## Okuma Parçası
▬▬▬▬▬▬

Kıymetli milletvekilleri, yanlış politikalara İstanbul'dan bir örnek vermek istiyorum. Silivri'de yaşanan 5,8'lik depremin ardından 29 okul ve İstanbul Üniversitesi Cerrahpaşaya bağlı fakültelerin boşaltılması kararı alınmıştı. Biraz araştırdığımızda bu kamu binalarının deprem performans analizlerinin zamanında yapılmadığı ortaya çıkmıştır. Peki, neden yapılmamıştı? Zaten yapılsaydı bu binalar deprem olmadan çok önce boşaltılır ya da yıkılırdı ama maalesef insan hayatını tehdit eden bu ihmaller sürekli yapılmıştır. AK PARTİ iktidarları döneminde "imar eşittir rant, rant eşittir kâr" mantığıyla yandaş müteahhitlere bir sürü iş verilmiş, çoğu denetimsiz olarak ve deprem yönetmeliğine uygun olmadan maalesef tamamlanmıştır. İmar aflarıyla, imar barışlarıyla pek çok uygunsuz bina yıkılmaktan şimdilik kurtulmuştur. Peki, yarın yaşanacak bir deprem bunları yıkarsa ne olacaktır? Belediyenin yıkmadığı, imara uygun olmayan yapıları deprem yıkar, deprem ise maalesef can alarak yıkar.
Burada siyasi parti farkı gözetmeden kurumlara ve belediyelere seslenmek istiyorum: Deprem yönetmeliklerine uygun olmadan yapılmış binalara ruhsat vermeyiniz. Bu gibi binaları yıkmaktan çekinmeyiniz. Deprem performans analizlerini aksatmayınız. Eğer bunları yapmazsanız sadece görevi kötüye kullanmış olmazsınız, açıkça bir cinayetin faili olursunuz. Allah katında da vicdanen büyük bir sorumluluğun altına girmiş olursunuz. Aynı şekilde, müteahhitler de bir binanın yapımının sadece kâr odaklı olmadığını, hem insan hayatını hem de medeniyetimizi etkileyen bir mesele olduğunu idrak etmelidirler. Unutmasınlar ki kentlere ruhunu kazandıran yapılar insana önem veren projelerle başlar.

▬▬▬▬▬▬

## Veri Kayıtları

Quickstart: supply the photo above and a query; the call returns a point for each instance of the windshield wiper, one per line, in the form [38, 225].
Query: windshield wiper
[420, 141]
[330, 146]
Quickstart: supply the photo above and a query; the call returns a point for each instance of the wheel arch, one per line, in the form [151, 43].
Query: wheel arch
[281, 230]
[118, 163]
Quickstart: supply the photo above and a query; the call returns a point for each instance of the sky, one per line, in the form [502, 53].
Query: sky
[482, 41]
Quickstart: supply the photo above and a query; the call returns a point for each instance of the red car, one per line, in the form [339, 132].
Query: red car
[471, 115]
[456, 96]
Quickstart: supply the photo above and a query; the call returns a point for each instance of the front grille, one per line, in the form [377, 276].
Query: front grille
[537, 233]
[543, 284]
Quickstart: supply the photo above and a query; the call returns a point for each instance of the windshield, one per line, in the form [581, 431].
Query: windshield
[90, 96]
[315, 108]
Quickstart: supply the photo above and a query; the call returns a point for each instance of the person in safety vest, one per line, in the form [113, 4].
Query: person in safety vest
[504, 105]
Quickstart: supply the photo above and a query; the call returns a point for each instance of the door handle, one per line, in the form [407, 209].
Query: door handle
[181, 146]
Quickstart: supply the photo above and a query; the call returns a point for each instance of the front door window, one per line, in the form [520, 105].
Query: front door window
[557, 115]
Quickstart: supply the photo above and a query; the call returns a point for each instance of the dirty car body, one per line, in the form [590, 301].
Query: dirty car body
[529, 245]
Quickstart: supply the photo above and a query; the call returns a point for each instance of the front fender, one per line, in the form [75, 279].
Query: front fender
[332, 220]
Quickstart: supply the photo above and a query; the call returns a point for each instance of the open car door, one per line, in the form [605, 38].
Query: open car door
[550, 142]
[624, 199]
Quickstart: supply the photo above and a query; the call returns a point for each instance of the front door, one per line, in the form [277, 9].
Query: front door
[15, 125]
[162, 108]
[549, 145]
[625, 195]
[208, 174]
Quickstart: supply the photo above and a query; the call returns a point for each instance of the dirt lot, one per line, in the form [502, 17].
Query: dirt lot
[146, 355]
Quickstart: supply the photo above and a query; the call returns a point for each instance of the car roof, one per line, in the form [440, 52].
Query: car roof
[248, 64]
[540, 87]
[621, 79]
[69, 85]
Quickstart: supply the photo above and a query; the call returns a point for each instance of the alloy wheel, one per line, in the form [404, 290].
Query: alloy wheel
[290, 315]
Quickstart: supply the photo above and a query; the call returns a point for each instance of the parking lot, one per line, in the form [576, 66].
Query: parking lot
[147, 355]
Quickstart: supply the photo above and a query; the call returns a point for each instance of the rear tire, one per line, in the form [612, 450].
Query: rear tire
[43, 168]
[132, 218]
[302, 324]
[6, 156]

▬▬▬▬▬▬

## Verilen Görev 1
Depremle ilgili konuşmanın "Burada siyasi parti" sözlerinden "veren projelerle başlar." sözlerine kadar olan bölümünü aynen yazınız.
## Verilen Görev 2
Depremle ilgili konuşmaya göre Silivri'deki depremin ardından kaç okulun boşaltılmasına karar verilmiştir?
## Verilen Görev 3
Deprem ve binaların güvenliği üzerine yapılan konuşmayı bıraktığı yerden devam ettiriniz.

## Yazılı Yanıt 1
Burada siyasi parti farkı gözetmeden kurumlara ve belediyelere seslenmek istiyorum: Deprem yönetmeliklerine uygun olmadan yapılmış binalara ruhsat vermeyiniz. Bu gibi binaları yıkmaktan çekinmeyiniz. Deprem performans analizlerini aksatmayınız. Eğer bunları yapmazsanız sadece görevi kötüye kullanmış olmazsınız, açıkça bir cinayetin faili olursunuz. Allah katında da vicdanen büyük bir sorumluluğun altına girmiş olursunuz. Aynı şekilde, müteahhitler de bir binanın yapımının sadece kâr odaklı olmadığını, hem insan hayatını hem de medeniyetimizi etkileyen bir mesele olduğunu idrak etmelidirler. Unutmasınlar ki kentlere ruhunu kazandıran yapılar insana önem veren projelerle başlar.

## Yazılı Yanıt 2
29 okulun boşaltılmasına karar verilmiştir.

## Yazılı Yanıt 3
Değerli milletvekilleri, imar yasaları sonuçları itibarıyla onlarca ve hatta yüzlerce yıl mevcudiyetini koruyacak yapıları ortaya çıkarmaktadır. Bu bağlamda, sürekli değişikliklere, sürekli tadilatlara uğraması doğru değildir. Plan bir bütündür, şehir ise bu plan bağlamında bir medeniyet ortaya çıkarmaktadır. Onun için, yamalı bohça gibi sürekli değişen bir imar kanunu memlekete hiç bir fayda getirmeyecektir. Görüştüğümüz teklif de bohçaya yeni bir yama yapmaktan öteye gitmeyecek ve hatta yeni söküklerin oluşmasına yol açacaktır.
Teklifin 2 ve 18'inci maddelerinde belediyelerin bazı yetkilerinin TOKİ'ye devri vardır. Gecekondu Kanunu'ndaki yetkiler de TOKİ'ye devredilmektedir. Mülga Bayındırlık ve İskân Bakanlığına ait olan ve belediyelere devredilmiş olan arazilerin TOKİ'ye devri son derece yanlış bir uygulamadır. Danıştay kararlarında "Belediyelere verilmiş haklar kanuni bir düzenlemeyle belediyelerden geri alınmaz." denilmektedir.
(Mikrofon otomatik cihaz tarafından kapatıldı)
BAŞKAN - Buyurun Sayın Oral, tamamlayın.
İBRAHİM HALİL ORAL (Devamla) - Teşekkür ederim.
İktidar her düzenlemede belediyelerden irili ufaklı yetkilerini alıp merkezî yönetime devrediyor. Bunun sebebi sizce nedir değerli arkadaşlar? İnsan düşünmeden edemiyor. Yoksa 31 Martta büyük şehirlerde Millet İttifakı'nın kazandığı başarı mı sizi rahatsız ediyor? Millet iradesini cezalandırmak için milletin sizlere verdiği yasama yetkisini mi kullanmak istiyorsunuz? Eğer böyle bir niyetiniz varsa acilen bu işten vazgeçin çünkü Türk milleti asla iradesine gem vurulmasına izin vermeyecektir.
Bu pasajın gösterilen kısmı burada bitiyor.